TASK –
In the answer, each line of the listing should appear again unchanged.
===
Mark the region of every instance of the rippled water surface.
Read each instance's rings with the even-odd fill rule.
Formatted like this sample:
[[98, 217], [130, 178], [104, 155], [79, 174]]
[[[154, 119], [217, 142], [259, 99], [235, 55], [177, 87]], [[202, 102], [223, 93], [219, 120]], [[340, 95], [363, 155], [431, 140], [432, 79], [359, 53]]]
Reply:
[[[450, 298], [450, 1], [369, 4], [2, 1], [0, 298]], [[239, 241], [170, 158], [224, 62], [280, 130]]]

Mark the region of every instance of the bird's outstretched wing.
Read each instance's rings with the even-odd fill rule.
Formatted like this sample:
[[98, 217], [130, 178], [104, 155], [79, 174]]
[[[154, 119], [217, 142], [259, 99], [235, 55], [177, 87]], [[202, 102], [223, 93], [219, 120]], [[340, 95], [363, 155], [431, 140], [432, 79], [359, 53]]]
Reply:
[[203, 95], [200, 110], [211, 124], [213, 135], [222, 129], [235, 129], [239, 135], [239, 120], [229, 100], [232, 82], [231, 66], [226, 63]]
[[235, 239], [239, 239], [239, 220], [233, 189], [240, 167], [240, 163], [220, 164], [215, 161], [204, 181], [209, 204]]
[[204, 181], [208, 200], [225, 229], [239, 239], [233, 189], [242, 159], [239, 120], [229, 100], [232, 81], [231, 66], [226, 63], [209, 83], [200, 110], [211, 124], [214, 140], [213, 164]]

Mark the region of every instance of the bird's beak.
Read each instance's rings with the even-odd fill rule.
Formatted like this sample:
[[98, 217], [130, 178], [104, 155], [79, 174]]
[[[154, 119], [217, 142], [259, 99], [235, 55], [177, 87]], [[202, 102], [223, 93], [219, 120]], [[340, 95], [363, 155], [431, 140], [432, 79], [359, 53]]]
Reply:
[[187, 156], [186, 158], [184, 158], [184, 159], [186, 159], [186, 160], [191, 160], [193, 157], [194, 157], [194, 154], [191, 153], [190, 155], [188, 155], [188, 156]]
===
TASK ANSWER –
Mark the region of every instance of the rippled water surface.
Read each instance's rings with the even-odd fill rule.
Formatted like this sample:
[[98, 217], [130, 178], [104, 155], [79, 174]]
[[[154, 119], [217, 142], [259, 99], [235, 55], [177, 87]], [[202, 102], [223, 93], [219, 120]], [[340, 95], [363, 155], [431, 140], [432, 79], [359, 53]]]
Reply:
[[[450, 298], [450, 1], [369, 4], [2, 1], [0, 298]], [[239, 241], [170, 158], [224, 62], [280, 130]]]

Mark the region of every instance of the bird's outstretched wing.
Read each instance's rings with the even-odd fill rule.
Formatted like this sample:
[[98, 217], [130, 178], [104, 155], [79, 174]]
[[[154, 119], [217, 142], [259, 99], [235, 55], [177, 87]], [[202, 102], [223, 93], [219, 120]], [[340, 95], [363, 155], [431, 140], [432, 79], [359, 53]]]
Reply:
[[203, 95], [200, 110], [211, 124], [213, 135], [222, 129], [235, 129], [239, 135], [239, 120], [229, 100], [232, 82], [231, 66], [226, 63]]
[[235, 239], [239, 239], [239, 220], [233, 189], [240, 167], [240, 163], [220, 164], [215, 161], [204, 181], [209, 204]]
[[204, 181], [208, 200], [225, 229], [239, 239], [233, 189], [242, 159], [239, 120], [229, 100], [232, 81], [231, 66], [226, 63], [209, 83], [200, 110], [211, 124], [214, 140], [213, 164]]

Mark the region of every instance of the bird's beak.
Read each instance's rings with the even-odd fill rule.
Formatted like this sample:
[[98, 217], [130, 178], [104, 155], [79, 174]]
[[[154, 119], [217, 142], [259, 99], [235, 55], [177, 87]], [[202, 102], [223, 93], [219, 120]], [[340, 95], [363, 155], [431, 140], [432, 79], [359, 53]]]
Reply:
[[187, 156], [186, 158], [184, 158], [184, 159], [186, 159], [186, 160], [191, 160], [193, 157], [194, 157], [194, 154], [191, 153], [190, 155], [188, 155], [188, 156]]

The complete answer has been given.